→ Text
==*==

Belfast Print Workshop Xmas Exhibition

There are no mince pieces, but plenty of Christmas cheer

A mellow crowd turns up for the launch of the Belfast Print Workshop's annual Christmas Exhibition. There’s mulled wine to warm the cockles on this suddenly very cold night, though no mince pies. 'Ah, the cutbacks!' it is concluded.

It's the kind of evening where you will find a little boy nibbling shortbread in a corner, while a tiny girl squeals at a colourful print of three foxes hung at her eye level. The artists and their guests, meanwhile, discuss not only the works, but also each other. Words of congratulation and encouragement are exchanged.

The exhibition rewards a patient viewer. With prints and paintings displayed frame-to-frame, the gallery is more in the Victorian than the modern mould, allowing punters to better compare, contrast, and decide what they like. Then, if you fall in love with a piece, you don't have to demur too much about taking it home with you: mini prints start at £10, and even the bigger works are quite affordable.

The exhibition starts well, with Ivan Frew's impressionistic 'Twilight Fermanagh'. The eye is drawn not by the huge, dark tree, but by the small and watery full moon that is bleached away by the aurora borealis-like glow on the horizon. Its collograph technique adds to its mystical quality.

'In the Forest of the Night', a colour reduction lino by Marg McArdell, also sets the imagination running. The landscape of diagonals and verticals formed by the trees both suggests the rippling motion of Blake’s brightly burning tiger, and invites the observer to travel in its layeredness in search of the elusive animal.

Further exploration reveals John Morris's cute drypoint images of birds; the anonymous people of Sarah Cullen; the psychedelic skull explosions of Ben Allen; and the clear linocut shapes of David Steele's 'Memories of Yoyogi Park'. Sarah Gordon's intaglio, 'The Day That I Dreamt It' is darkly humorous. It gives us two people: not happy, and yet there they are, dressed up as a giraffe and a crocodile.

==*==

→ Supplied material
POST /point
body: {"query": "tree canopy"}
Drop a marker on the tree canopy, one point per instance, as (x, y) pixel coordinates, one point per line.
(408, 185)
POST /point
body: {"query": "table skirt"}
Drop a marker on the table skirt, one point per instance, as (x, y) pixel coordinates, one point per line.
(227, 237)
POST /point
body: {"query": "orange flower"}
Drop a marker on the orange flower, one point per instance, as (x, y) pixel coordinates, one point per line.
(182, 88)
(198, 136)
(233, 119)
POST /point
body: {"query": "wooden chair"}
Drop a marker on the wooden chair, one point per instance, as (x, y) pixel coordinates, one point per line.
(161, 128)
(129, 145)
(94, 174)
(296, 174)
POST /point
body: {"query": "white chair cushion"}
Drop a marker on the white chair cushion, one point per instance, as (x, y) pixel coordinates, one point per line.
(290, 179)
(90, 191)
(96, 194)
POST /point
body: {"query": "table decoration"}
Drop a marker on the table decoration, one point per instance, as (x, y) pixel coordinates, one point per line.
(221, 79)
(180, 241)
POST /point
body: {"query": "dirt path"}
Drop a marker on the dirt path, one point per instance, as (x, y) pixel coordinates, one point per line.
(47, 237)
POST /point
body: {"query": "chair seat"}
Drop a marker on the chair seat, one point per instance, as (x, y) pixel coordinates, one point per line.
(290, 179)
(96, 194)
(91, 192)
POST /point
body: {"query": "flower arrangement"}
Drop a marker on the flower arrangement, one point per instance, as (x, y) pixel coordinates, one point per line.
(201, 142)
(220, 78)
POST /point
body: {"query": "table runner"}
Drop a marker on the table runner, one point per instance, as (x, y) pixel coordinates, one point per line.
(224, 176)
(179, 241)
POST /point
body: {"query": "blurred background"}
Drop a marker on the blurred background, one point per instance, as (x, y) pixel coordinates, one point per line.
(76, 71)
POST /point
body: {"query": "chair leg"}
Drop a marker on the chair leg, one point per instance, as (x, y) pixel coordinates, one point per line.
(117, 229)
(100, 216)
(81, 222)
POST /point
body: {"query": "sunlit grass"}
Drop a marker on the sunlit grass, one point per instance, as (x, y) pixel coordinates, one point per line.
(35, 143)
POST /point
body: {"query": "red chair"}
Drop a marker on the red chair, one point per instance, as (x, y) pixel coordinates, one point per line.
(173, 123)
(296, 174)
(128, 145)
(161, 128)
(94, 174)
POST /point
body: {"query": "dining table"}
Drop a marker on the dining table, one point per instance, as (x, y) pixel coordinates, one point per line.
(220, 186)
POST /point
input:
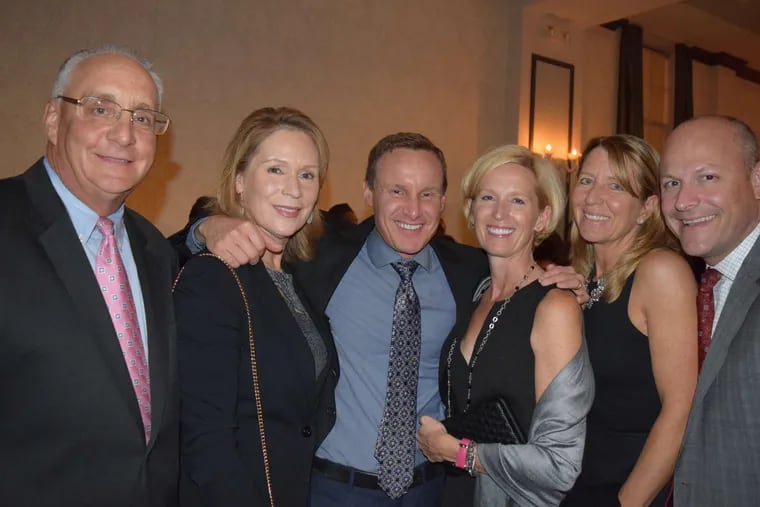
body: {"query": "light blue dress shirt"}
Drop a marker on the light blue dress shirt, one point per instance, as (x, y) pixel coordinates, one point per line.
(84, 220)
(361, 317)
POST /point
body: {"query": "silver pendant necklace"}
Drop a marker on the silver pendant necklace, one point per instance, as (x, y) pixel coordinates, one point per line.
(595, 289)
(474, 358)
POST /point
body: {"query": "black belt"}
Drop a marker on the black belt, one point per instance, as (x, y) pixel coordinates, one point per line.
(340, 473)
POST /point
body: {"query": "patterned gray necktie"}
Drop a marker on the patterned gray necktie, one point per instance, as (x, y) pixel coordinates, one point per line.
(396, 444)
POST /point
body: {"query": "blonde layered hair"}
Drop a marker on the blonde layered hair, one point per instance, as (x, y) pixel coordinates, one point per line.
(254, 129)
(634, 164)
(549, 188)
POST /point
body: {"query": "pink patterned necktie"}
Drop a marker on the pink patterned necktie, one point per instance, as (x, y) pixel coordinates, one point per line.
(114, 284)
(706, 310)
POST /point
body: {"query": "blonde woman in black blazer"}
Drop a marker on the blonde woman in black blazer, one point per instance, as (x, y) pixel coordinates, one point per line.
(272, 173)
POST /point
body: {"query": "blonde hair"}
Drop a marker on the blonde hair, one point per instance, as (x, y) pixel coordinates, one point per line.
(254, 129)
(549, 188)
(634, 164)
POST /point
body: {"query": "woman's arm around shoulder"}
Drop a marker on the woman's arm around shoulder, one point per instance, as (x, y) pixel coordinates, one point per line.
(556, 336)
(663, 306)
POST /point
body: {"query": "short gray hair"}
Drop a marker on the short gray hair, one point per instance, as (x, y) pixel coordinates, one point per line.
(72, 62)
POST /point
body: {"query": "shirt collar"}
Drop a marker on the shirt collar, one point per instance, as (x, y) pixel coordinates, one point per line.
(381, 254)
(82, 216)
(730, 265)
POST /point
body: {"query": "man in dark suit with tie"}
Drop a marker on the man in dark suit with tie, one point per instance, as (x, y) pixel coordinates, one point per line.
(710, 183)
(89, 398)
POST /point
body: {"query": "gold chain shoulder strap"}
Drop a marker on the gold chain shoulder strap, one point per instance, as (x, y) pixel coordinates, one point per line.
(254, 370)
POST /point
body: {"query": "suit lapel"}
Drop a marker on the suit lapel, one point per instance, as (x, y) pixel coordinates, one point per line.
(744, 292)
(61, 244)
(149, 262)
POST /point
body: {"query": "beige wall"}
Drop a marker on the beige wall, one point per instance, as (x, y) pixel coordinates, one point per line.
(361, 69)
(457, 71)
(717, 90)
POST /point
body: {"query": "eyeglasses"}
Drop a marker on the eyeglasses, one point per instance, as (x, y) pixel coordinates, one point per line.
(108, 112)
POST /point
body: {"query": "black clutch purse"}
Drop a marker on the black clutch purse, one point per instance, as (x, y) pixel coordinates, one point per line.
(490, 421)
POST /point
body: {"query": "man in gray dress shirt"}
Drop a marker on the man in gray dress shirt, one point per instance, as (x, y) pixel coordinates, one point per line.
(351, 279)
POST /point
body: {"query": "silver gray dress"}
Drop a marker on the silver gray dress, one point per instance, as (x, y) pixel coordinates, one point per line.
(540, 472)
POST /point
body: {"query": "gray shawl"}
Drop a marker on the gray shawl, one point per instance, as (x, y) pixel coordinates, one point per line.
(540, 472)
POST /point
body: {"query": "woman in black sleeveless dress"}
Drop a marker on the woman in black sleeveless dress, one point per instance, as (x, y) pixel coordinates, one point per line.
(641, 327)
(524, 343)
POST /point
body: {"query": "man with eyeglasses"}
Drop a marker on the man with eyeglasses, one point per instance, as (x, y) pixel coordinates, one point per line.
(87, 355)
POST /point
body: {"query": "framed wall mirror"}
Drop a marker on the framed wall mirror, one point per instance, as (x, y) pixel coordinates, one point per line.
(551, 106)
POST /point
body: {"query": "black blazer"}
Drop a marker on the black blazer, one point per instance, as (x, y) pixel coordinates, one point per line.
(221, 451)
(70, 430)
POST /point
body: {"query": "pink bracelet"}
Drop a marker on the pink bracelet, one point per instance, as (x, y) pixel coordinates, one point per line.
(462, 453)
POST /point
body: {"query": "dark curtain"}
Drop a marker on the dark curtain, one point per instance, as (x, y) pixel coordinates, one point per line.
(683, 97)
(630, 119)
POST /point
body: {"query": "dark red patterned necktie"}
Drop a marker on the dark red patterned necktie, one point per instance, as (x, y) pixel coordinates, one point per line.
(706, 310)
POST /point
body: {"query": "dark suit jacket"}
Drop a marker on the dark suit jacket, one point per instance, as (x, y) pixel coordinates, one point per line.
(70, 430)
(221, 450)
(719, 462)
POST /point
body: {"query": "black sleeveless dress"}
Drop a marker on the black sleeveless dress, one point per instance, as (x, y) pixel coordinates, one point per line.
(625, 407)
(505, 367)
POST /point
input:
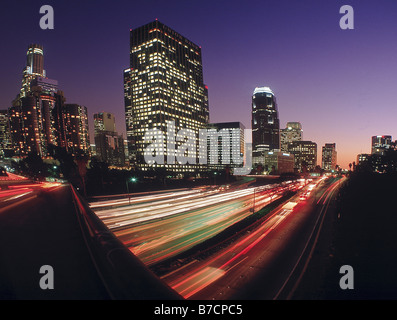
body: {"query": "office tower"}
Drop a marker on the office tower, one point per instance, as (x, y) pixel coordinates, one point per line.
(32, 115)
(329, 156)
(225, 145)
(265, 124)
(104, 121)
(34, 67)
(76, 129)
(109, 146)
(276, 162)
(5, 135)
(292, 132)
(305, 155)
(163, 83)
(380, 144)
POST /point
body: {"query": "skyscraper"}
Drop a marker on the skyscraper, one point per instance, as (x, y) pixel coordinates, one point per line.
(265, 124)
(76, 129)
(34, 66)
(329, 156)
(380, 144)
(305, 154)
(292, 132)
(164, 83)
(109, 146)
(104, 121)
(225, 145)
(5, 136)
(39, 117)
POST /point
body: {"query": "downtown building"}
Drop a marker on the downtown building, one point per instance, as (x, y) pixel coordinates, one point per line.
(225, 145)
(292, 132)
(39, 119)
(305, 155)
(329, 157)
(380, 144)
(265, 124)
(109, 145)
(163, 85)
(5, 135)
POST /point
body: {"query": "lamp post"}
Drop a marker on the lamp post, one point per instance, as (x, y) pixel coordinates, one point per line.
(133, 179)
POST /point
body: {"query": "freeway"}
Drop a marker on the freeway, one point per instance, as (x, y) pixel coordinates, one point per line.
(266, 263)
(48, 224)
(159, 227)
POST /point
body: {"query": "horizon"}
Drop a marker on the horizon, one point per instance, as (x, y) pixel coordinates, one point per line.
(337, 83)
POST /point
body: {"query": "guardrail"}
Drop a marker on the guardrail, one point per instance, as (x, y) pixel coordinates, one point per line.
(123, 274)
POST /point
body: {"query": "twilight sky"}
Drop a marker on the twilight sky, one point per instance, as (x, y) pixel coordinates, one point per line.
(340, 84)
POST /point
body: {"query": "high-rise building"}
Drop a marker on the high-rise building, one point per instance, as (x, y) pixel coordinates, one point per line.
(292, 132)
(5, 135)
(34, 67)
(329, 156)
(39, 117)
(380, 144)
(33, 113)
(265, 124)
(163, 83)
(225, 145)
(277, 162)
(109, 146)
(305, 155)
(104, 121)
(76, 129)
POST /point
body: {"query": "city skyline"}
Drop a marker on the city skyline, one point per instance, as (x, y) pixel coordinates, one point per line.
(335, 82)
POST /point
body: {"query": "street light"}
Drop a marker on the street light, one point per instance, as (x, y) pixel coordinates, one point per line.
(133, 179)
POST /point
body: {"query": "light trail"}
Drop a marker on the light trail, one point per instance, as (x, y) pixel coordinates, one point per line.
(156, 229)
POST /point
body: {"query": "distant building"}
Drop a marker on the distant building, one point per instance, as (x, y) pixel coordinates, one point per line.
(109, 146)
(76, 128)
(329, 156)
(292, 132)
(39, 117)
(34, 67)
(265, 124)
(104, 121)
(5, 135)
(164, 82)
(380, 144)
(277, 162)
(225, 145)
(305, 155)
(362, 158)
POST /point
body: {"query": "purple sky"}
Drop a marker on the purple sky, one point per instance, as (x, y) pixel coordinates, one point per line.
(340, 84)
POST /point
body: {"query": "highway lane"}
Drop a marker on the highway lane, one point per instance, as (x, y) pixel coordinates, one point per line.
(50, 225)
(259, 264)
(156, 231)
(40, 229)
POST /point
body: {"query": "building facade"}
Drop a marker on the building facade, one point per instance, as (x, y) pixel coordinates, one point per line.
(225, 145)
(109, 146)
(265, 124)
(277, 162)
(305, 155)
(380, 144)
(163, 83)
(292, 132)
(329, 157)
(39, 117)
(5, 135)
(76, 129)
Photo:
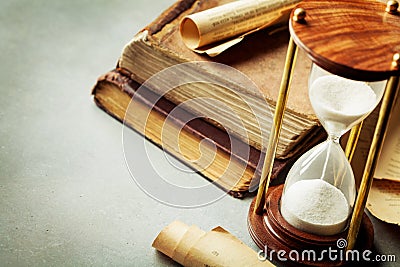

==*==

→ Exercise description
Continue the review of the Belfast Print Workshop's Christmas exhibition from its last sentence, the one about Sarah Gordon's intaglio.

→ Exercise result
'Escape' by David Steele is undoubtedly one of the most dramatic pieces on show. At first glance the work is incredibly grim, but at closer inspection the emaciated figure, white lines etched in black, is seen to be smiling, perhaps thumbing his nose? Within an exposed ribcage his heart is visible, revealing an unexpected tenderness.

'What’s Going On?' is a triptych by Bronagh Lawson. The medium is enigmatically left blank on the description card. Fragile lines are sketched on faded pink, with headlines involving the Catholic church, Ian Paisley and 50-pints-a-week teens shunted across them. Indeed, what’s going on? There must be a connection in this unholy trinity of modern Belfast but, like its title, it poses more questions than it answers.

The appearance of Amy Winehouse heralds her definitive elevation to the questionable cult status of Elvis and Marilyn Monroe. We’re delighted by the traditional drawing skills of the adjoining print of a primate’s head against foliage, until we realise that the artist (Roy Fisher) of both pieces is the same. He may have drawn the crude 'Amy, Amy, Amy', but it’s unlikely that he’s responsible for the original drawing of the chimpanzee.

Will White's etching 'White Rock' shows a welcome mastery of both draughtsmanship and restraint. Its careful composition is almost Japanese, its boat and seaside village mostly suggested, and the reflections in the water barely sketched at all. Less, in this case, is definitely more.

There's quite a contrast between that and the screen print 'Promise'. An angry mouth, scrawled dark blue on a dirty pink surface with wild zigzags, suggests that artist Bill Penney has had more than a few broken.

Colin Davis’s 'Wolf' dominates the gallery. It is savage in its execution, inks on lithograph plate in slashing diagonals. The beast is impressive in its flight, its shape barely defined, suggesting a blur of motion, while the dark blue colour gives an impression of the short half-days of the icy north.

'But is it art?' is the often asked question. Which is invariably followed by, 'Do I like it?' And though you can’t argue about taste, one thing can definitely be said of the BPW's Christmas exhibition: none of it is bland, and everyone should be able to find something to their liking.

Belfast Print Workshop's annual Christmas Exhibition runs until the end of December.